-- start Selected excerpt --

Updated: Nov 24, 2021


Moving from Simsbury, Connecticut to Uruguay in 2011 offered an opportunity to experience a new continent and new culture. Montevideo is a small city compared to the booming Buenos Aires just across the Rio de la Plata. Beyond the city limits are flat plains of grazing beef cattle, sheep and small independent farms. Uruguay is the bottom of the world. The Southern Hemisphere, and, yes, the water spins differently down the drain. My small cottage two blocks from the Rambla was surrounded by nature.



Pica Flora


Emily used the metaphor of a mail train from Tunis, but to me they are light iridescent clockwork toys dodging, dipping, stopping, sipping, blurred in motion.


The jasmine vine is dense and winds through the curved bars of my window, The blooms are opened and spill a heady scent into the air like a siren’s call to these nimble voyagers.

-- end Selected excerpt --

- Tasks to perform
**a)** In the passage on moving to Uruguay, why was the 2011 move from Simsbury, Connecticut worthwhile to the writer? Answer in one to three sentences.
**b)** Carry on the passage on moving to Uruguay from the end of its last sentence.
The lines that come next are separate material and are not part of the passage on moving to Uruguay.

-- start Listed entries --

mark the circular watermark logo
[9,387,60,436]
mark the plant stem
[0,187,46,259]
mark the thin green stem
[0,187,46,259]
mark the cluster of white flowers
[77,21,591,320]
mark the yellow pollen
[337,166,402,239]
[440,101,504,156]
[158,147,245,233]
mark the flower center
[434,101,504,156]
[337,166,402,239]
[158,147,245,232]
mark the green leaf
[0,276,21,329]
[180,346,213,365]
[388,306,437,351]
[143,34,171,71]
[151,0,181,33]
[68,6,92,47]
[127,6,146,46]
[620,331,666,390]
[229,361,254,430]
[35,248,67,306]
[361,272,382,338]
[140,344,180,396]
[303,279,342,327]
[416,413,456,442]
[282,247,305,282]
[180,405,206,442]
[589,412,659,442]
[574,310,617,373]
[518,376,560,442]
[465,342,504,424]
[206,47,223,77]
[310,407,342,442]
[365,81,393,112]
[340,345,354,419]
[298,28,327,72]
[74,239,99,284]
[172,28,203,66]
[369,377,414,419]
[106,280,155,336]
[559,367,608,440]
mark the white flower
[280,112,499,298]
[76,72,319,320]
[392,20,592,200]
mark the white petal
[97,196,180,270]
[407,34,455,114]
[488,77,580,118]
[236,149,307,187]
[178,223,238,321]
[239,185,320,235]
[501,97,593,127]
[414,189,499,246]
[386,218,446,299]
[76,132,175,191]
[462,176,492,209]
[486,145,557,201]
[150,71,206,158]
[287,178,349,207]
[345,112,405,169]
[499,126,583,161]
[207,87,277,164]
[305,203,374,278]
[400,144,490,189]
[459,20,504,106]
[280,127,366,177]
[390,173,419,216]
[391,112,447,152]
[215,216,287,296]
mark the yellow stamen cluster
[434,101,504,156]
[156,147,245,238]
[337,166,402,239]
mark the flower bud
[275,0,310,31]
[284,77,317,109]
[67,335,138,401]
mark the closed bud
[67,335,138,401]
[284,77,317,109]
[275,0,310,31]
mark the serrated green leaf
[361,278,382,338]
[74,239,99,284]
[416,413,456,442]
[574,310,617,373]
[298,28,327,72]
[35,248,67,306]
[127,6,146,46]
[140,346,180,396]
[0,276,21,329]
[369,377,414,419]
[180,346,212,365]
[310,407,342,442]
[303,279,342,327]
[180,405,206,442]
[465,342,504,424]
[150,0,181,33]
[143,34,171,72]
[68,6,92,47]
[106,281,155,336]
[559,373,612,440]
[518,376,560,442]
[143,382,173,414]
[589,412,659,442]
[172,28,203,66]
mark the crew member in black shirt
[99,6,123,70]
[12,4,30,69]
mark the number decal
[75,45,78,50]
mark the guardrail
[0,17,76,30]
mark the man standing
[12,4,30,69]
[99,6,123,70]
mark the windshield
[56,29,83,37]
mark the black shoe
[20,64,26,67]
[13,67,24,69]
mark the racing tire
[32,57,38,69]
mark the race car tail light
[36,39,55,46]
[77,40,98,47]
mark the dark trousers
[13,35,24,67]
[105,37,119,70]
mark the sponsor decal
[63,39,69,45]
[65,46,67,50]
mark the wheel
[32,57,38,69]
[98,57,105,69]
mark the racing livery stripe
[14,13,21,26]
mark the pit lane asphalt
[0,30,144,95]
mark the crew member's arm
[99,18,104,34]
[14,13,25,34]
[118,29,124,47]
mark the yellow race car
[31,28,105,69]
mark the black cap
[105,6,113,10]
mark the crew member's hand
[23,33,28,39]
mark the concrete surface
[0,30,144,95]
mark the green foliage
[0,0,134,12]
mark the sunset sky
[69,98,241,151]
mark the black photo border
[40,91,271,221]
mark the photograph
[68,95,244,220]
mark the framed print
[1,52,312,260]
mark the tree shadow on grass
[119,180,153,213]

-- end Listed entries --

- Task results
**a)** The move gave the writer a chance to experience a new continent and a new culture.

**b)**
First there is one – then wait – another, or is it a third? A flash of rose and blue with a streak of green and yellow. The jet-bead eyes and delicate rounded face punctuated by the epee, fine-pointed long needle –


the straw that draws sweet nectar in a second before moving on to another and then another glorious fleeting distraction and a miracle of movement, efficiency and grace.


The whirring is audible; the vision ethereal.


Suddenly they are gone.

The southern summer sun bakes the terrace stones and the shade under the lintel of my bay window retreats.


After four years, I returned to the United States and although I had no real home or roots there, it became a place to rest, to write and to rediscover a different lost continent after thirty five years of teaching all over the world.